Written task A:
Print the stored dataset items below line for line, with no changes.

-- begin Excerpted text --

I had a friend describe this weekend’s service as intense. I think that’s a good description of the entire weekend: intense.

This was the weekend of “Unwrap the Bible” with Women of Faith. I heard Beth Moore, Lisa Harper, Priscilla Shirer, Shelia Walsh & Christine Caine speak and worshiped with Kari Jobe leading. Intense would describe any one of these ladies individually. Pack them all together and the intensity is multiplied. God truly spoke this weekend. And, honestly, I’m worn out. I’m still processing all that I’ve heard over the past few days.

I’ve been going to conferences like these for years. It started with Youth Evangelism conferences in junior high and high school. In college, it was BSU conferences. After coming to Westland, I’ve attended several Arts Conferences. Add Women of Faith to the list. I had a kind of epiphany after this weekend: I’m not always encouraged after the conference is over. I really enjoy them. I really respect the speakers. And there’s always A LOT to learn. But too often, I come away feeling insignificant, not worthy and questioning my place in ministry. I know that’s not the intent or the purpose of any of these events. They are designed to encourage the attenders in ministry, to give additional training and ideas and to help encourage us to go out and stand strong in our Lord. But, my insecurities tend to kick in at full force when I walk out the door. I look at all of the talented and gifted people around me and wonder: “What am I doing here?”

In all honesty, the first time I felt the need to run away and hide instead of being encouraged to move forward was after an Arts Conference. I get included under the flag “artist” because of my singing. And I can sing and harmonize pretty well. It comes easily to me. But, I have NEVER considered myself an artist. My husband was an artist. He could write skits & plays. When he was on stage, I would forget it was Terry and be transported into the moment he was creating thru his acting. I sit in amazement and awe and friends that can just create music. They can write and transpose and mash songs together and make beautiful music. That’s being an artist. An artist creates. I only copy whats already been written. I recreate. I’m a musician and a singer. I have learned to nod my head and not to argue about the term artist, but it’s not a word I use for self-description. At this particular conference, they showed a video of Bill Hybels talking about artists. And he talked about how grateful he was for the artists in his church. And then he went on to talk about himself as a non-artistic person that works well with numbers and logic and planning. Any one that has been around me, knows that I’m a numbers person. I am a linear thinker. I work well with numbers and problem solving is like a game to me. I don’t know that I’ve ever admitted this. But, from that point forward, I’ve questioned where I should be serving.

-- end Excerpted text --
-- begin Stored records --

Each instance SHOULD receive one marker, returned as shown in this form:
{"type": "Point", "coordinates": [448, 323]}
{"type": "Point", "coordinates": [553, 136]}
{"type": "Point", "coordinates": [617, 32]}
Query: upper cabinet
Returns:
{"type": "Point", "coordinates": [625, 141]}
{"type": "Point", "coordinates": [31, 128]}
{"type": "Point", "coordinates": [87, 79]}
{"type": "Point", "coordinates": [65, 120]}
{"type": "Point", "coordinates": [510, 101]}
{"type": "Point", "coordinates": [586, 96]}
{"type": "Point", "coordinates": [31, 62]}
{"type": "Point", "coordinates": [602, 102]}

-- end Stored records --

Written task B:
Give what follows in the blog post about the conference weekend, continuing from its final sentence.

Final answer A:
Each instance SHOULD receive one marker, returned as shown in this form:
{"type": "Point", "coordinates": [448, 323]}
{"type": "Point", "coordinates": [553, 136]}
{"type": "Point", "coordinates": [617, 32]}
Query: upper cabinet
Returns:
{"type": "Point", "coordinates": [625, 141]}
{"type": "Point", "coordinates": [31, 128]}
{"type": "Point", "coordinates": [87, 79]}
{"type": "Point", "coordinates": [65, 120]}
{"type": "Point", "coordinates": [510, 101]}
{"type": "Point", "coordinates": [586, 96]}
{"type": "Point", "coordinates": [31, 62]}
{"type": "Point", "coordinates": [602, 102]}

Final answer B:
A few years later, I attended a Beth Moore simulcast conference at my church. Travis Cottrell was leading the worship in music. He began to talk about the different types of music and different issues that churches have with the musical style that we use. I can’t remember the exact words. But, I do remember going home that afternoon and emailing my music minister that I was going to take a break from the Praise Team at our church. There were a lot of things going on in my life at the time. My kids were super active in school and there never seemed to be enough time to do everything. I was having to choose between our weekly rehearsal or attending my kids football, volleyball, basketball, wrestling or track events. Anytime I missed one of my kids events, I felt guilty. And I began to resent practicing during the week, to only seemingly rework everything on Sunday morning. Our music minister was very kind and encouraged me to sing even if I missed rehearsals and I did that for a while. But, I didn’t feel it was fair to the others in the group to just show up on Sunday mornings. So, I said I was taking a break. But in reality, I was quitting and walking away. It would be five years before I ventured back into leading worship.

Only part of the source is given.